>> Begin SUPPLIED ENTRIES

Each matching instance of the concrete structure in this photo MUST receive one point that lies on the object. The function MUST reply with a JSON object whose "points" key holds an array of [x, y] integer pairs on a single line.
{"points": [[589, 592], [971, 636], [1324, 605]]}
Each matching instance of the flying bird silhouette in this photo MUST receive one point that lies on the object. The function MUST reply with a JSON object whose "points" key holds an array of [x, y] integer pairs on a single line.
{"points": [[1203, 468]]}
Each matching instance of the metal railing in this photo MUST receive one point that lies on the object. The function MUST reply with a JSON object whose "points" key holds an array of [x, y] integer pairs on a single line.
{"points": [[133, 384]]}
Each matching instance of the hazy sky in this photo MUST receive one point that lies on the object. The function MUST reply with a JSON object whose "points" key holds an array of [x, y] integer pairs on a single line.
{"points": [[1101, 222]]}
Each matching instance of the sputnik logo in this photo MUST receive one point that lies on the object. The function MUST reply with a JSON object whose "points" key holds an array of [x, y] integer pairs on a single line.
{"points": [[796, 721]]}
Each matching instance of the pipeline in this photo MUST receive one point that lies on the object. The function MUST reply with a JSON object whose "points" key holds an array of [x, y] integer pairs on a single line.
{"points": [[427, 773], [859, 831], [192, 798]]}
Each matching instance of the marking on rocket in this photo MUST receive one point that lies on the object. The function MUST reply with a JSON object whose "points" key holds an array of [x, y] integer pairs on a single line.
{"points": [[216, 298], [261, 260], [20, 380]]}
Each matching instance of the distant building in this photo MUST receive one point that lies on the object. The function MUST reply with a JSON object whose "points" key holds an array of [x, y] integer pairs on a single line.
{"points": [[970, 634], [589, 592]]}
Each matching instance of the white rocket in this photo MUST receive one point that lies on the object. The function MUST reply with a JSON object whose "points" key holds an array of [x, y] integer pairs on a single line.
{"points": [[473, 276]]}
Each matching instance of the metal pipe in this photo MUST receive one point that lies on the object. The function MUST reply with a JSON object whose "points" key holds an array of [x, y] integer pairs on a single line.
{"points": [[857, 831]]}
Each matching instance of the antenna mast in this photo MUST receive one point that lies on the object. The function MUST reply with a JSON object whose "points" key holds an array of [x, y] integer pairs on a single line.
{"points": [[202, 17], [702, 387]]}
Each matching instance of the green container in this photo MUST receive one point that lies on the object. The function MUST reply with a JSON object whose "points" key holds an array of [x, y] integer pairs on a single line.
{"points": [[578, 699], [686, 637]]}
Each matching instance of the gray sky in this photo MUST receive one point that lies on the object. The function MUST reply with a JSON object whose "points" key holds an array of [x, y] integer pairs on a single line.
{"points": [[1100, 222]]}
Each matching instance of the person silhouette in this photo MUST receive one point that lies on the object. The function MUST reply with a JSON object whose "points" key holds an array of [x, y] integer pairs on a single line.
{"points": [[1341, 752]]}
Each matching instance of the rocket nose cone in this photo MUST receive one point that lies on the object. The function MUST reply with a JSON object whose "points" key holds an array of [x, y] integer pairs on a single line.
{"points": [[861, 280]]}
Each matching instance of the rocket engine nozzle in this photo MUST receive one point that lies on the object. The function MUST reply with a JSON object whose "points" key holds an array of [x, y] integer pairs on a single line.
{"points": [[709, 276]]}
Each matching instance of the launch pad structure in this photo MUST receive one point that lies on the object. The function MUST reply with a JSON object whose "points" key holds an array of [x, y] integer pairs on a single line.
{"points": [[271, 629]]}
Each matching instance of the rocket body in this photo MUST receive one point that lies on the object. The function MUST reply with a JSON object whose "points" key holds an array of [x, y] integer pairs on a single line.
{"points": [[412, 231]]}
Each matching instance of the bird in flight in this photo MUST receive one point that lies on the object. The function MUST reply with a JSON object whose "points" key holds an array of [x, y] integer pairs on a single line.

>> End SUPPLIED ENTRIES

▶ **EXERCISE REQUIREMENTS**
Find the line containing "Each matching instance of the rocket body", then output it and every line after it to the end of the data, exactly.

▶ **WRITTEN RESPONSE**
Each matching instance of the rocket body in this photo MUST receive one point that lies on the object. The function MUST reply with a JSON object whose "points" key holds an array of [x, y] integer pairs on a single line.
{"points": [[412, 231]]}
Each matching instance of the bird in flight in this photo MUST receive one point that lies on the object. The function MUST reply with a JSON object whose "points" key holds an array of [x, y] integer pairs on a single line.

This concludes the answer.